▸ **Exercise input**:
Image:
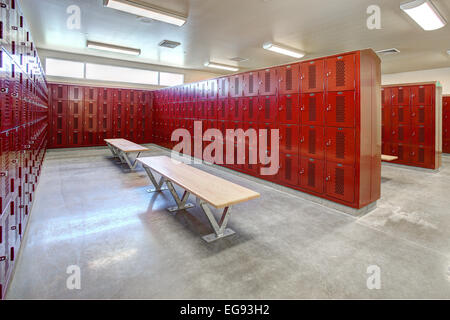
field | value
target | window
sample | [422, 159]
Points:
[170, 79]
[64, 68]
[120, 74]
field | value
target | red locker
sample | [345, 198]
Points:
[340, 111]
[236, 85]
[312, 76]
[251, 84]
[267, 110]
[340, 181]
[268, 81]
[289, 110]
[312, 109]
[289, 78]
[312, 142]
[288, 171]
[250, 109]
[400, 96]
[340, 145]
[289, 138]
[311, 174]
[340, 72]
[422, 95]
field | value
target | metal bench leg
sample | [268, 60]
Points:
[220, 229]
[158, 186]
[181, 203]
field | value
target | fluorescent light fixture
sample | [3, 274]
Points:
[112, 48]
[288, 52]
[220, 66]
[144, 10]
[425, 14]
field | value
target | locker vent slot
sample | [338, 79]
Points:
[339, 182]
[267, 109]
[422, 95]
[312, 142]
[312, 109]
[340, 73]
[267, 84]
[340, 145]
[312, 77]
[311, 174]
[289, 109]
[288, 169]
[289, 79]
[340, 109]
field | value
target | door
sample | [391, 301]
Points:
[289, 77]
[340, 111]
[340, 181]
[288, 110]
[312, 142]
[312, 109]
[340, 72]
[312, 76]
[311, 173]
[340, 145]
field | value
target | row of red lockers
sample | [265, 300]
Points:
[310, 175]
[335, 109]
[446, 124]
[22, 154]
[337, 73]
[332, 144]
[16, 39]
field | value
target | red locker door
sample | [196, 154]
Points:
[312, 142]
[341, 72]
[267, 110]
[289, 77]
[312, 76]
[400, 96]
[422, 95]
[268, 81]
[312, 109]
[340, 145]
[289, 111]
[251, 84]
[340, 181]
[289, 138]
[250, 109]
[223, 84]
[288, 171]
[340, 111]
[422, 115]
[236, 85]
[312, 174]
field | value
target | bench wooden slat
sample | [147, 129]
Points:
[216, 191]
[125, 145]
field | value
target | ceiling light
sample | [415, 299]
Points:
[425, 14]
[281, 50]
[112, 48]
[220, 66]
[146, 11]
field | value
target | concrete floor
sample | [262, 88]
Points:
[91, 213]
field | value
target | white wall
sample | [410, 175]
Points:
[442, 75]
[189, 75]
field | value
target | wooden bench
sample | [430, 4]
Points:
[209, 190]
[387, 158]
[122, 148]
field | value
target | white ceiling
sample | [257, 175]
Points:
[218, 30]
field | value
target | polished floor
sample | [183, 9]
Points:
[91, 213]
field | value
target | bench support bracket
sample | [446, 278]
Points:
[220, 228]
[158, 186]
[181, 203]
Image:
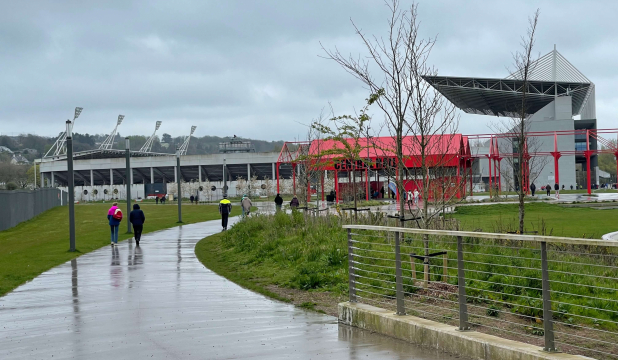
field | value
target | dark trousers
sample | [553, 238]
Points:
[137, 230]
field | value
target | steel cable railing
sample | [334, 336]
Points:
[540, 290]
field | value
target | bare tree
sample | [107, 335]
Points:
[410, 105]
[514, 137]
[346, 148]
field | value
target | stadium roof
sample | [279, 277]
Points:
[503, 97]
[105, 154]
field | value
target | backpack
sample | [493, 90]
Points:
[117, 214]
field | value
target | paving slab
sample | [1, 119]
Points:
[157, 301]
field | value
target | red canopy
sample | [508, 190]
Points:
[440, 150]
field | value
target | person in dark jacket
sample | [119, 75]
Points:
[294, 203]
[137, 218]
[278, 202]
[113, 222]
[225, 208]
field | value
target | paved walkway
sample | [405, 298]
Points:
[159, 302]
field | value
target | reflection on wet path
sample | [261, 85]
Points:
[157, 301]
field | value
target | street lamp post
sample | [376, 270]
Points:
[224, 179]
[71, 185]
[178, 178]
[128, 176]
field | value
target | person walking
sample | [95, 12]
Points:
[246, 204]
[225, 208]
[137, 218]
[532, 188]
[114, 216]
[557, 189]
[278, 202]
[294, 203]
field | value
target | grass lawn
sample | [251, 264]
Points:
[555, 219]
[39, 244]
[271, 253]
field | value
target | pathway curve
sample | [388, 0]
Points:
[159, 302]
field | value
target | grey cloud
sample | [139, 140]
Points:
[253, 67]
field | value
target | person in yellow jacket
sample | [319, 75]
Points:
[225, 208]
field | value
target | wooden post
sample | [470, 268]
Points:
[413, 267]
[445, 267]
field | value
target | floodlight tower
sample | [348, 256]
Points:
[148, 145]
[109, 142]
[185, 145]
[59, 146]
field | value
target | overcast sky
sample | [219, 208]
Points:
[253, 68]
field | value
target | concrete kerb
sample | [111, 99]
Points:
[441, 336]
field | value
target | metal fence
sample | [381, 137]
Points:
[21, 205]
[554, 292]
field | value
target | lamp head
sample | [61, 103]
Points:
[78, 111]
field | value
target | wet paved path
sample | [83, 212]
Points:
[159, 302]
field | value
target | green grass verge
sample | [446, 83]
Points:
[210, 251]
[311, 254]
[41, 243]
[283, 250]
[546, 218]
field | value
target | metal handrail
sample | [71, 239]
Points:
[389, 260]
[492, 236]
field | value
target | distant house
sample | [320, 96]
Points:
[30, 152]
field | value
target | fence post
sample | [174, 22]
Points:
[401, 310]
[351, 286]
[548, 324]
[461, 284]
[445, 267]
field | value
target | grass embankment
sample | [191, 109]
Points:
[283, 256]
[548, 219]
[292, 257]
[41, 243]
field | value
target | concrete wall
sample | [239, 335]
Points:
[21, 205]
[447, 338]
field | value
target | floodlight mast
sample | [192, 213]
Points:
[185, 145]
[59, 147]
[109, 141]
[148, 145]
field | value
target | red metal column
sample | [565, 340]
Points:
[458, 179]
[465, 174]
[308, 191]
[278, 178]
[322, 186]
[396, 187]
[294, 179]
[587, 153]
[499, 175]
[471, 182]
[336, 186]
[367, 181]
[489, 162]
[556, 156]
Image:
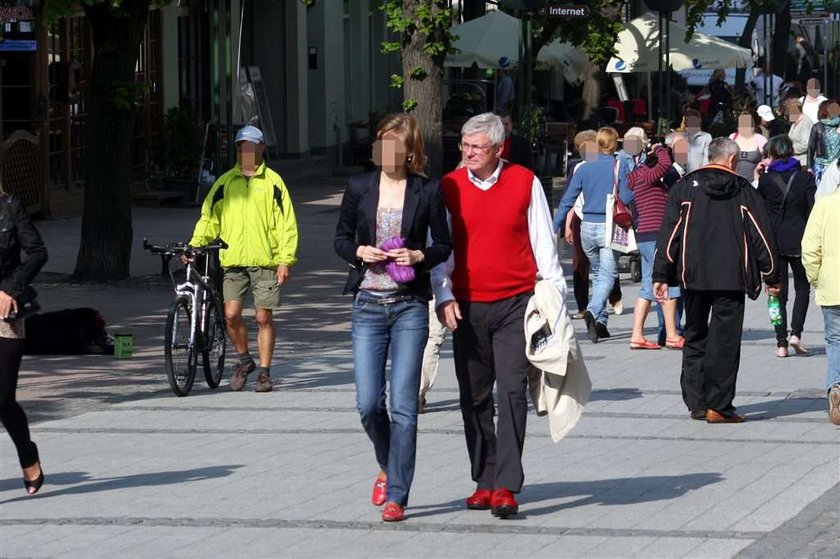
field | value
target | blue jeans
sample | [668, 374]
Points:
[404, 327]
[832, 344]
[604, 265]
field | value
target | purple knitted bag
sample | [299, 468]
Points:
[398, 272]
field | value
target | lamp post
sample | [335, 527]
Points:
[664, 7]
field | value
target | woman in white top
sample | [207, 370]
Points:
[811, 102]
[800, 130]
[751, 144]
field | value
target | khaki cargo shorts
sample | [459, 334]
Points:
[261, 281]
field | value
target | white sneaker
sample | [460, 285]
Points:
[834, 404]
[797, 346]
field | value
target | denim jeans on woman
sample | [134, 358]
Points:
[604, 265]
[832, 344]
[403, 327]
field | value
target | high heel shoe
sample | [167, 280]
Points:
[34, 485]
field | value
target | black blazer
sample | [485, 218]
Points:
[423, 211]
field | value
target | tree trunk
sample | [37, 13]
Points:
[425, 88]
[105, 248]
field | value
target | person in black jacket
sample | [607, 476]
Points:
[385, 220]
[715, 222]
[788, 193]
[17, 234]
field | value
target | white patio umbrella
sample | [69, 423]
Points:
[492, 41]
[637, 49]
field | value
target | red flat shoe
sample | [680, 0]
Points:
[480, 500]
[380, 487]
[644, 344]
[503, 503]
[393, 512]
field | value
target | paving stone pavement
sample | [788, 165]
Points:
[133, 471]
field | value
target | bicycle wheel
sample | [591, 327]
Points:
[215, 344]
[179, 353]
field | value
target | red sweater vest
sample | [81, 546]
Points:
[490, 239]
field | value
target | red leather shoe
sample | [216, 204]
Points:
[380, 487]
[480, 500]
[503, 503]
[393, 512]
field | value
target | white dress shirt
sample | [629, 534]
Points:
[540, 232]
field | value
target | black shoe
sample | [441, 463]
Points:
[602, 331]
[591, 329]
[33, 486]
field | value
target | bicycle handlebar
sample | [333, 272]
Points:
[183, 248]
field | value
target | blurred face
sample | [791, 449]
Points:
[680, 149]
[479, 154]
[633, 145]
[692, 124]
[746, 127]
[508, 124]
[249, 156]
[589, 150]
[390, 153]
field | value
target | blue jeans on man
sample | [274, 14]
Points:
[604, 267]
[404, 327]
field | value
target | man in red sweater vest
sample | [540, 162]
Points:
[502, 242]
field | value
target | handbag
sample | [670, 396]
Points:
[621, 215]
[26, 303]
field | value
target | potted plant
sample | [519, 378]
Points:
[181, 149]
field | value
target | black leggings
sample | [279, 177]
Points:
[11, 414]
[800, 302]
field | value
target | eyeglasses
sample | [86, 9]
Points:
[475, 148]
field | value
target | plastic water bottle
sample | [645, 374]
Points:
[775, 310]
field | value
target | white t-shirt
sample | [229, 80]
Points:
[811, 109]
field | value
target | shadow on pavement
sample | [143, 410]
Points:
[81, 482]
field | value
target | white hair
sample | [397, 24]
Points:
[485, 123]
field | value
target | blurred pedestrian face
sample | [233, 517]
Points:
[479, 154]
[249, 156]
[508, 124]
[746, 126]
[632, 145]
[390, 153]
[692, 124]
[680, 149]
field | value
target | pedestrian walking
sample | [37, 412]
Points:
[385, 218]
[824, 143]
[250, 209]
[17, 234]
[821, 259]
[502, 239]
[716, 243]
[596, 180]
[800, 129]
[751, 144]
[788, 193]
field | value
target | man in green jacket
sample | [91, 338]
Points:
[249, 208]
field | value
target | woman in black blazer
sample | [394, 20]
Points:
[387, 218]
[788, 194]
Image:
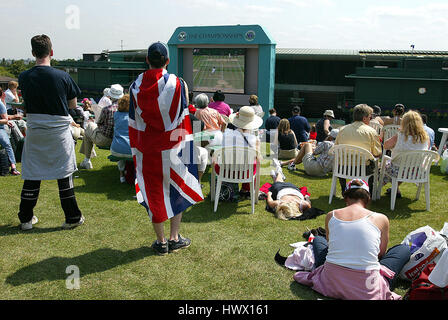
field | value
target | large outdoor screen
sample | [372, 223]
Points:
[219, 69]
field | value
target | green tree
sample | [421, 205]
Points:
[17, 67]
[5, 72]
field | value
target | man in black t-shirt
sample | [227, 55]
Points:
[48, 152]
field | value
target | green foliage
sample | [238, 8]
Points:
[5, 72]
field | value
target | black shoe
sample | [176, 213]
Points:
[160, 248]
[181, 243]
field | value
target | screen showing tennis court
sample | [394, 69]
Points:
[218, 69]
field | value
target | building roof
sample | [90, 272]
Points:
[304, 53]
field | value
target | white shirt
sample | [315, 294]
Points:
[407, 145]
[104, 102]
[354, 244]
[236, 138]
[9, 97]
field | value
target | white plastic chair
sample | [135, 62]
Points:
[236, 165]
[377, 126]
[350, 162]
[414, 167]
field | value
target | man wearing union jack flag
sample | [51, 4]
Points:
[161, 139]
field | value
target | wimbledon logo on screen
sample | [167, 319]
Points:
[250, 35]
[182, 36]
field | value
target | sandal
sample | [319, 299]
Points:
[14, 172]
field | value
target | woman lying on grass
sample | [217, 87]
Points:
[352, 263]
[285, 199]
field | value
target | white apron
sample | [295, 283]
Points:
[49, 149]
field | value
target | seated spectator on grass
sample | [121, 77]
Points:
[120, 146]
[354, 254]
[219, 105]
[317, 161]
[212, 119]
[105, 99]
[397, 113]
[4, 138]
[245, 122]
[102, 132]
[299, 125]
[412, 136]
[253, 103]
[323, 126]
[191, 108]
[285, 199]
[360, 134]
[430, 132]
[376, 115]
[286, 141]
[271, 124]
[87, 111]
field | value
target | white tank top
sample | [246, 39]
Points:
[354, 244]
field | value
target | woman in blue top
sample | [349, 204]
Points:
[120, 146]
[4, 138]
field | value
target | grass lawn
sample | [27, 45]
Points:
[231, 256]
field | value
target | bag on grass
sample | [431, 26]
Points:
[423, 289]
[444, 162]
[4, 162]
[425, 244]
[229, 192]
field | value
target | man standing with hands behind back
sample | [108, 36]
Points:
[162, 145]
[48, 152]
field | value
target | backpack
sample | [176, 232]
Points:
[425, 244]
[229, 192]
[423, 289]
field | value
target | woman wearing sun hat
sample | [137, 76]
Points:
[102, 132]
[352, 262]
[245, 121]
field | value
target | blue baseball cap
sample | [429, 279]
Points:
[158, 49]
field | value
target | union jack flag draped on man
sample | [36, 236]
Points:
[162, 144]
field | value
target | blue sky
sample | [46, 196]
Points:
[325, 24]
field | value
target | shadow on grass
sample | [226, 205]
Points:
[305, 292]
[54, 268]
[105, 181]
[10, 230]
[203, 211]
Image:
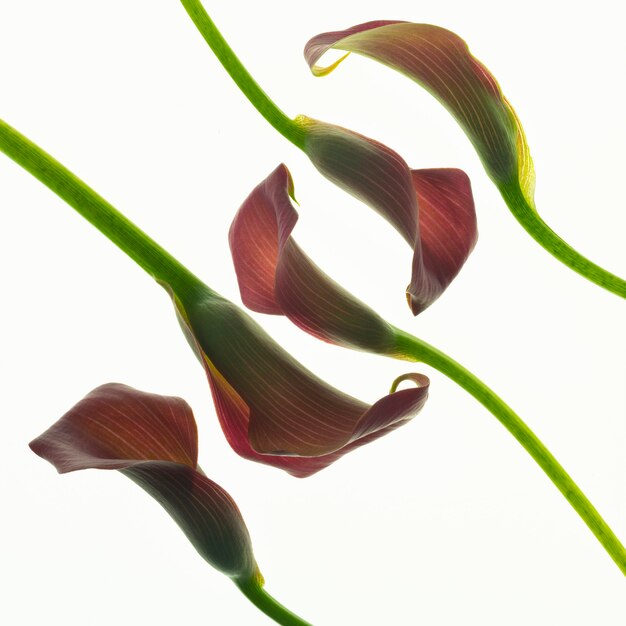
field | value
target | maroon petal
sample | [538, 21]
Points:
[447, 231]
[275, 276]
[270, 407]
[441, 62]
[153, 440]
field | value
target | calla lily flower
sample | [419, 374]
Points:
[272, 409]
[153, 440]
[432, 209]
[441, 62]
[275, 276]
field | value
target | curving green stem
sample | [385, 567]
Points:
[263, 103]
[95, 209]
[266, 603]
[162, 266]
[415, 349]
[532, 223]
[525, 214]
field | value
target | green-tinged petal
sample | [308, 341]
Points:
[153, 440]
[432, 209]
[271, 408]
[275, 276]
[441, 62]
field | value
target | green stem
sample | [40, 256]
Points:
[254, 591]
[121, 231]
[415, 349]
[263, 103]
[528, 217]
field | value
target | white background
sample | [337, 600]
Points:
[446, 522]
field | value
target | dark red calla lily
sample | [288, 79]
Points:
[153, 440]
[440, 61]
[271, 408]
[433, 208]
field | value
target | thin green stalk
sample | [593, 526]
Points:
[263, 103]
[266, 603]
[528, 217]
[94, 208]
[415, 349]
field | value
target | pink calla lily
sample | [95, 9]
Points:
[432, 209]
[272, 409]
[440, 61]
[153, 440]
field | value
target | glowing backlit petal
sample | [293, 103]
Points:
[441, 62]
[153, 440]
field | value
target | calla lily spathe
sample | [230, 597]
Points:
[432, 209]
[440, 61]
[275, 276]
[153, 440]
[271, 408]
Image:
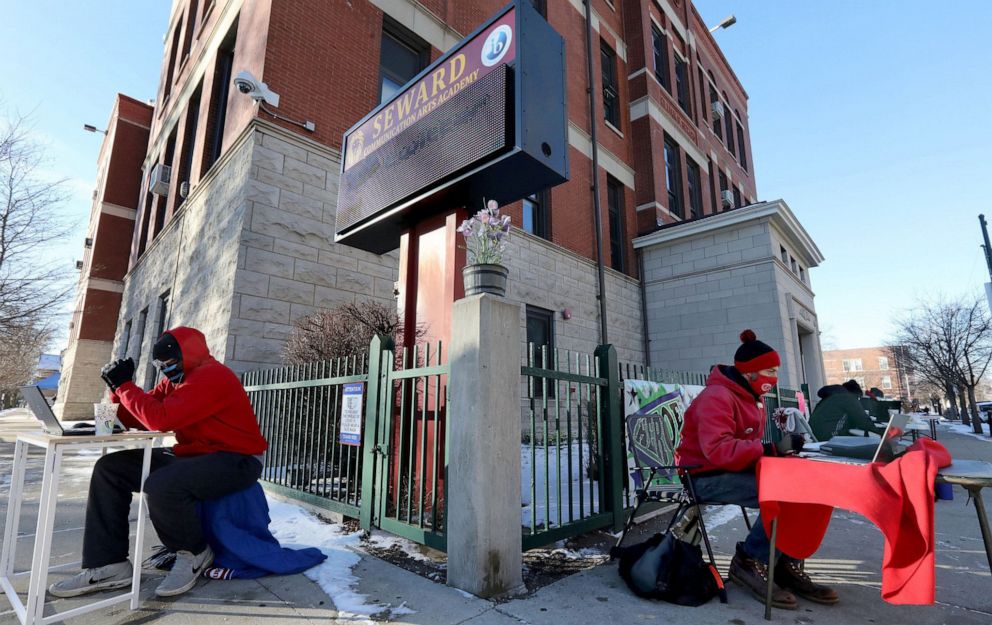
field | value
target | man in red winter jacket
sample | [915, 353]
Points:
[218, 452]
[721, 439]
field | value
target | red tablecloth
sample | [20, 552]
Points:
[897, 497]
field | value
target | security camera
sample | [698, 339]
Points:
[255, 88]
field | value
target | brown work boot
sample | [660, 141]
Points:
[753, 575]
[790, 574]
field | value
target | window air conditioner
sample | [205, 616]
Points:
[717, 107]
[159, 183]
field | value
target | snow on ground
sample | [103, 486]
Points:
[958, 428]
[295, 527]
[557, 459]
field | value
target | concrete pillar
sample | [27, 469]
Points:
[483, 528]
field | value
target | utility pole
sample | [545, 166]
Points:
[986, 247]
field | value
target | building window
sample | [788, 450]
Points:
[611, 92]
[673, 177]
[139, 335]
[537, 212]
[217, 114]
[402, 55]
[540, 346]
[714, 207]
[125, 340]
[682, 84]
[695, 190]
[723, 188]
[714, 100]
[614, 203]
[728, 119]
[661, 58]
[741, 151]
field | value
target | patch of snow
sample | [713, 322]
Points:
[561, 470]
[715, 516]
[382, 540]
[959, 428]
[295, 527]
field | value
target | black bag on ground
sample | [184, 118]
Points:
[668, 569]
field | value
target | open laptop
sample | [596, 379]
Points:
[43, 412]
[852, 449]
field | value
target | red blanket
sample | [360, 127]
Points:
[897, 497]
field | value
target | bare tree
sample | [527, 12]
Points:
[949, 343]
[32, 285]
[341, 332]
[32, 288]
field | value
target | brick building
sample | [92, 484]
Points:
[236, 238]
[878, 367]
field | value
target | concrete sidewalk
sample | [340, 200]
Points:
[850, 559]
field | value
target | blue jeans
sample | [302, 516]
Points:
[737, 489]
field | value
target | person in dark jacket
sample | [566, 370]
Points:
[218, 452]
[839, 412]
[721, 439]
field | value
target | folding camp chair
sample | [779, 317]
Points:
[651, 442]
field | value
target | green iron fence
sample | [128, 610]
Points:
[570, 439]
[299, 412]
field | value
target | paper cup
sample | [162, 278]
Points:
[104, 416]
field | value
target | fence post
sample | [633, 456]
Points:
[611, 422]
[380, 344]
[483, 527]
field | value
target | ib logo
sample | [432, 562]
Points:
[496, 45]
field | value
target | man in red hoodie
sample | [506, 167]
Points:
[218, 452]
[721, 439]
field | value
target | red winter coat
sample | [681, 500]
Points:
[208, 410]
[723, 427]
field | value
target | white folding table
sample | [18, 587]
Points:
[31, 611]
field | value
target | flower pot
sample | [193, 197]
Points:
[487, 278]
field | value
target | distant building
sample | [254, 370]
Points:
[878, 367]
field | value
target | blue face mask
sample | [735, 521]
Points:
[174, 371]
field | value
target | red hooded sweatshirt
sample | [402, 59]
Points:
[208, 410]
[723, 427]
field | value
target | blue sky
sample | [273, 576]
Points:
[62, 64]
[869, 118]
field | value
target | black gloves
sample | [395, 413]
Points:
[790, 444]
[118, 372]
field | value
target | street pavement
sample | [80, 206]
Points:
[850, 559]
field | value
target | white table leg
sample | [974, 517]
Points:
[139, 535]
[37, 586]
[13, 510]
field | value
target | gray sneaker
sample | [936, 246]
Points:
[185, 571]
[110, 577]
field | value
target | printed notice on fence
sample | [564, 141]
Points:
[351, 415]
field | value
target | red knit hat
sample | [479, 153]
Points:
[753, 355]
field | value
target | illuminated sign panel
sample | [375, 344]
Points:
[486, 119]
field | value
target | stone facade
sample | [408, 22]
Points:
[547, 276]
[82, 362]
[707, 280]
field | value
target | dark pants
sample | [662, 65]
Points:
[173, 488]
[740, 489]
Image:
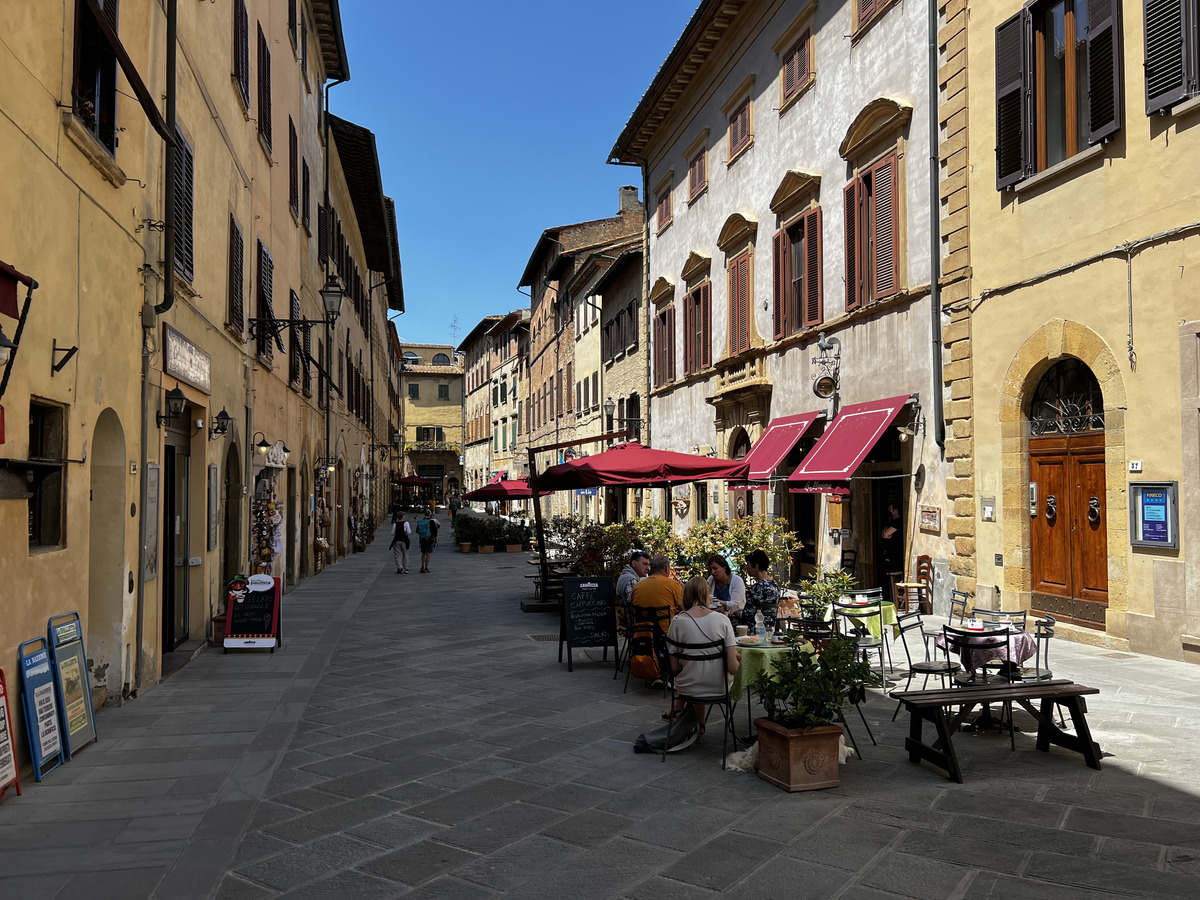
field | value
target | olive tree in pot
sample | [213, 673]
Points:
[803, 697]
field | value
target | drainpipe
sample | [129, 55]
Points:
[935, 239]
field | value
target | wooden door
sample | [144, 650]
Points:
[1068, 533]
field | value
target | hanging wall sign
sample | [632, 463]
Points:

▸ **Brief**: Each line of the entries holding the string "paving" should be found and copied.

▸ **Final answer**:
target | paving slab
target | paving stone pavement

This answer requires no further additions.